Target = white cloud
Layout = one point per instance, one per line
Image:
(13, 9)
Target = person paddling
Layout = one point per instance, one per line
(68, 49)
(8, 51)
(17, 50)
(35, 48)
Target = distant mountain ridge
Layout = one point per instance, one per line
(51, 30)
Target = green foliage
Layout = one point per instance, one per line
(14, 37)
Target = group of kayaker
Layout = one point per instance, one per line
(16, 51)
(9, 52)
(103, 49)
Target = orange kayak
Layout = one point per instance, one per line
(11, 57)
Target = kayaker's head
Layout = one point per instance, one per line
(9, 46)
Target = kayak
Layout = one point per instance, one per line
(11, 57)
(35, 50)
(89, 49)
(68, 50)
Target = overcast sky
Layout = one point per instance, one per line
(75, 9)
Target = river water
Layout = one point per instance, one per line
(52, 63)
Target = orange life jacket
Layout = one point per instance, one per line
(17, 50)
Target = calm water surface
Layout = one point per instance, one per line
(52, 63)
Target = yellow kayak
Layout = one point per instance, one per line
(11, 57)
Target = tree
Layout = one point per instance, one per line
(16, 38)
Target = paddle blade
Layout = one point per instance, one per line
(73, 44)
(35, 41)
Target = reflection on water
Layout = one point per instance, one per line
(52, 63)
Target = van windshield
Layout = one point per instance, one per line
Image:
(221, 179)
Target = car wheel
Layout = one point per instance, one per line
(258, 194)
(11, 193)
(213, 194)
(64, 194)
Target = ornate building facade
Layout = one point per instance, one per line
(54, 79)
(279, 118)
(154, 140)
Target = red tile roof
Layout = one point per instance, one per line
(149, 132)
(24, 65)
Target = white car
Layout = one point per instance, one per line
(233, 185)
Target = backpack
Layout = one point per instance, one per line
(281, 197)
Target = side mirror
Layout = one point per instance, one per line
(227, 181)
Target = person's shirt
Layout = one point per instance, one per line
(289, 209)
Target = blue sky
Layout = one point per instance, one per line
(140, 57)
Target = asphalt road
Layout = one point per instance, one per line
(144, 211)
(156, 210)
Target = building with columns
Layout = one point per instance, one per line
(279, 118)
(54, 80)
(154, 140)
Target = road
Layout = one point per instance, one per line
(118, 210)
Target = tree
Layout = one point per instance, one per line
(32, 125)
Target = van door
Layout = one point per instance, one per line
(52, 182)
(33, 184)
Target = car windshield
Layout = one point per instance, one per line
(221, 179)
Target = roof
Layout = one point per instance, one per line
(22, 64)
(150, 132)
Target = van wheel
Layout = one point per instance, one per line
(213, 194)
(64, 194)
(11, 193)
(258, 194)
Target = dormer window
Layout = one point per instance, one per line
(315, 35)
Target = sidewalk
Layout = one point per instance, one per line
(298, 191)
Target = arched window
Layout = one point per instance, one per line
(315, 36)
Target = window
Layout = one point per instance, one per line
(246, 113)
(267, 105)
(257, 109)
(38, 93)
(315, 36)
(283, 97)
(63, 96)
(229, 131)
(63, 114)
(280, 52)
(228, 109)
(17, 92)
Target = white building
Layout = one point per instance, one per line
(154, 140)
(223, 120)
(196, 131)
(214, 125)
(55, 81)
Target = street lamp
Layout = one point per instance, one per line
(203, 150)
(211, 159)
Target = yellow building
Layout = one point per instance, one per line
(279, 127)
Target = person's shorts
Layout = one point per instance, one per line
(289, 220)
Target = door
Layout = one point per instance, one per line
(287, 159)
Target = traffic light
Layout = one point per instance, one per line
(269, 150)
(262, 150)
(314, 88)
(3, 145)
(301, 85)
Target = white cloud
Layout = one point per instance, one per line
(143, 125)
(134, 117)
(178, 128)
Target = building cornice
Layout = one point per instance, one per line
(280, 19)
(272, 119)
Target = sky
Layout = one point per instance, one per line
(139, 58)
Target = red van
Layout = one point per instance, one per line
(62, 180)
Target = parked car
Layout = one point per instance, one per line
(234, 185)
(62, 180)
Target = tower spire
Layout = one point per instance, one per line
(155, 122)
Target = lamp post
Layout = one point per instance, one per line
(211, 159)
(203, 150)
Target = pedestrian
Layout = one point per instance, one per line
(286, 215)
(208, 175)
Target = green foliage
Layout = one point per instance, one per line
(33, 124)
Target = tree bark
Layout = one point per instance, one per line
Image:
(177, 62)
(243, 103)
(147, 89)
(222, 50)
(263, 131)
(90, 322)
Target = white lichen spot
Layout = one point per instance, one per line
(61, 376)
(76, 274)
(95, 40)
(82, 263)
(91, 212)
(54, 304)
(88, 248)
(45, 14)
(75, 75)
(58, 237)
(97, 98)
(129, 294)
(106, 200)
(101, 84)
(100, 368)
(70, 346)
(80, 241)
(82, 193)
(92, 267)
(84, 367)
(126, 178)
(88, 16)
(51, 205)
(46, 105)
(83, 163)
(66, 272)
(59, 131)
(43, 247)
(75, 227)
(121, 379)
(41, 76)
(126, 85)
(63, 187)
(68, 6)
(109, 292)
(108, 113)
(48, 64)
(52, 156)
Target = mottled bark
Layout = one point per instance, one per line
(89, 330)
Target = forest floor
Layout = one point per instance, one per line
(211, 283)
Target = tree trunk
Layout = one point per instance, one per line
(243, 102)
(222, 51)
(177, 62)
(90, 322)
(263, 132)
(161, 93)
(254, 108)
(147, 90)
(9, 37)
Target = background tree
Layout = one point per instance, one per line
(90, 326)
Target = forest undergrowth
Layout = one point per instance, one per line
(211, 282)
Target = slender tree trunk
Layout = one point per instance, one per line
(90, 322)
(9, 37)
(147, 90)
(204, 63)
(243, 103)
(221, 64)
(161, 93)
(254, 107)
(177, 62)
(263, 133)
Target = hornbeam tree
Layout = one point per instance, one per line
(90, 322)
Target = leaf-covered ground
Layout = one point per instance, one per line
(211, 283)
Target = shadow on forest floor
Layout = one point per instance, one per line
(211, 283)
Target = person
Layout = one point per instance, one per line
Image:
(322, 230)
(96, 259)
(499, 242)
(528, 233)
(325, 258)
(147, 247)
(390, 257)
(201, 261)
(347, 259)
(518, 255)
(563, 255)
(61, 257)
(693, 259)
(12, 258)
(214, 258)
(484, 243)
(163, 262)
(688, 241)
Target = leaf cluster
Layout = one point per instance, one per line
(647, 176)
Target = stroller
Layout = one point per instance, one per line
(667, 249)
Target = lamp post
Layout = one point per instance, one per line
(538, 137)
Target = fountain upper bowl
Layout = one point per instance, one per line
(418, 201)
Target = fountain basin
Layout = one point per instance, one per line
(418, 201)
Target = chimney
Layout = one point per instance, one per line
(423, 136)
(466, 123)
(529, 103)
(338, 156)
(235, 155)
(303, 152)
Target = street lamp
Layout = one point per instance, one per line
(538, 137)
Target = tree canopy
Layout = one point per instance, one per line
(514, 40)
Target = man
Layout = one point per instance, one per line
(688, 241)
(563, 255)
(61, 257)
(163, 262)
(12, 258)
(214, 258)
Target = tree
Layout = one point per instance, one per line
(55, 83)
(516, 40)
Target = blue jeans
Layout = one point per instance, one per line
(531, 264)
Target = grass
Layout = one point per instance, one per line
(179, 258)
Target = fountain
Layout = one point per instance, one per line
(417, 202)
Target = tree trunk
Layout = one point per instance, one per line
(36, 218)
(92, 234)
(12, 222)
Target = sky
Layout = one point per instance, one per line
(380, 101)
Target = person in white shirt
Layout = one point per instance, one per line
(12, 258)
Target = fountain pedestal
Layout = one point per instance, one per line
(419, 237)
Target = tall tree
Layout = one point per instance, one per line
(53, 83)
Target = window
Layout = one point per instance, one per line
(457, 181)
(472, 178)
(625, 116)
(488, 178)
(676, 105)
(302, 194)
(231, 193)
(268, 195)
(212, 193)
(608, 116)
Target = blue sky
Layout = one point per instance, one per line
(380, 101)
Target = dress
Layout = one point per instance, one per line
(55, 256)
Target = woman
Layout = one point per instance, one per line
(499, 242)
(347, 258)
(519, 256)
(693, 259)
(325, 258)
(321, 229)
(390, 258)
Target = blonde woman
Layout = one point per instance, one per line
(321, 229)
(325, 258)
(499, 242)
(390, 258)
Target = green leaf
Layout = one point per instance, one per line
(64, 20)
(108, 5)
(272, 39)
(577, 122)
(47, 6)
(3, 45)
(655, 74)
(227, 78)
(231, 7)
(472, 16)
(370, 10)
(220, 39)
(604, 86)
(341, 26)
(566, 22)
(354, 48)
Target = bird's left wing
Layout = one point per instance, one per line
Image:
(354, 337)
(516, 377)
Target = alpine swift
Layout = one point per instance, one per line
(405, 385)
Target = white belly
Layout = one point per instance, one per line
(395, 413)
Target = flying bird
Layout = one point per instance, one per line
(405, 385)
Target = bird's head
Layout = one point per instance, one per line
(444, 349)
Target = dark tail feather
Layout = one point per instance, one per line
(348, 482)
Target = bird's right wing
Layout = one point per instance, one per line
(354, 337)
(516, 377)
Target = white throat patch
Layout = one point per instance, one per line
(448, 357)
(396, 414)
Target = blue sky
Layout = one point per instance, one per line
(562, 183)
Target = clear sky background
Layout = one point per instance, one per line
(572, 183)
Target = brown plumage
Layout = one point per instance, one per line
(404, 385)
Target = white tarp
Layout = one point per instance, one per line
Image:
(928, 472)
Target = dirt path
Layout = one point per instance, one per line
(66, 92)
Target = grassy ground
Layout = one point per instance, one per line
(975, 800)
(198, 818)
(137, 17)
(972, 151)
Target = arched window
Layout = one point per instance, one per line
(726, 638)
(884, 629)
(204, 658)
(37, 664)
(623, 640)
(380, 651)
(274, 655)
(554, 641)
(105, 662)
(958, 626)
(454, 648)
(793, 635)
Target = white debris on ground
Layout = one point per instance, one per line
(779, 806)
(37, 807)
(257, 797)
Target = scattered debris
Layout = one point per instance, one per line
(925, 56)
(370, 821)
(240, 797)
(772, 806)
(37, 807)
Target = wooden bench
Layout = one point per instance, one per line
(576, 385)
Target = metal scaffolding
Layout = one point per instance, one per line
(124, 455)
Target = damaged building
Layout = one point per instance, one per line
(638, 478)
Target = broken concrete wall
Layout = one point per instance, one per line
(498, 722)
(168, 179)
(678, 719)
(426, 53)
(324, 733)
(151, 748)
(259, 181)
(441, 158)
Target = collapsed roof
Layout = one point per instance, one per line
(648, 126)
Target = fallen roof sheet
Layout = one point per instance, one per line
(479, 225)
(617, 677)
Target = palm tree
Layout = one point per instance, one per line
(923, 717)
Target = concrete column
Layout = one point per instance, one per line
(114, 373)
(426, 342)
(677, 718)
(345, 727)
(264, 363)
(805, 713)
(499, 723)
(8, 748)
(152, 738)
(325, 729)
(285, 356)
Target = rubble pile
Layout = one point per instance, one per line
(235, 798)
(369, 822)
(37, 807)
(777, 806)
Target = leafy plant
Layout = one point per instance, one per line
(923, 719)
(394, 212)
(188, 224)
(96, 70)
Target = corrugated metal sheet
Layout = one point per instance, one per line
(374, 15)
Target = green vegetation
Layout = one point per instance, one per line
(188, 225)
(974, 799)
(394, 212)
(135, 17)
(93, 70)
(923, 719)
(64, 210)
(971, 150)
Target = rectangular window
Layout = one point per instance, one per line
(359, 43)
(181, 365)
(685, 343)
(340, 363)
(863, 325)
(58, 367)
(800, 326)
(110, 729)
+===+
◆ **Directions**
Print only the lines from the one with "Target = rubble pile" to the end of the records, both included.

◆ **The solution**
Target = rubble pile
Layout = one point per instance, one per line
(235, 798)
(369, 822)
(37, 807)
(777, 806)
Target = leafy plant
Layout = one point per instance, one per line
(923, 719)
(394, 212)
(188, 224)
(96, 70)
Target = corrugated metal sheet
Layout = one point per instance, one per line
(374, 15)
Target = green vegetation
Layout = one point per instance, one per line
(188, 225)
(974, 799)
(394, 212)
(135, 17)
(93, 70)
(923, 719)
(64, 210)
(971, 150)
Target = rectangular window
Layout = one point per instance, one per line
(359, 43)
(181, 365)
(685, 343)
(340, 363)
(863, 325)
(58, 367)
(800, 326)
(110, 729)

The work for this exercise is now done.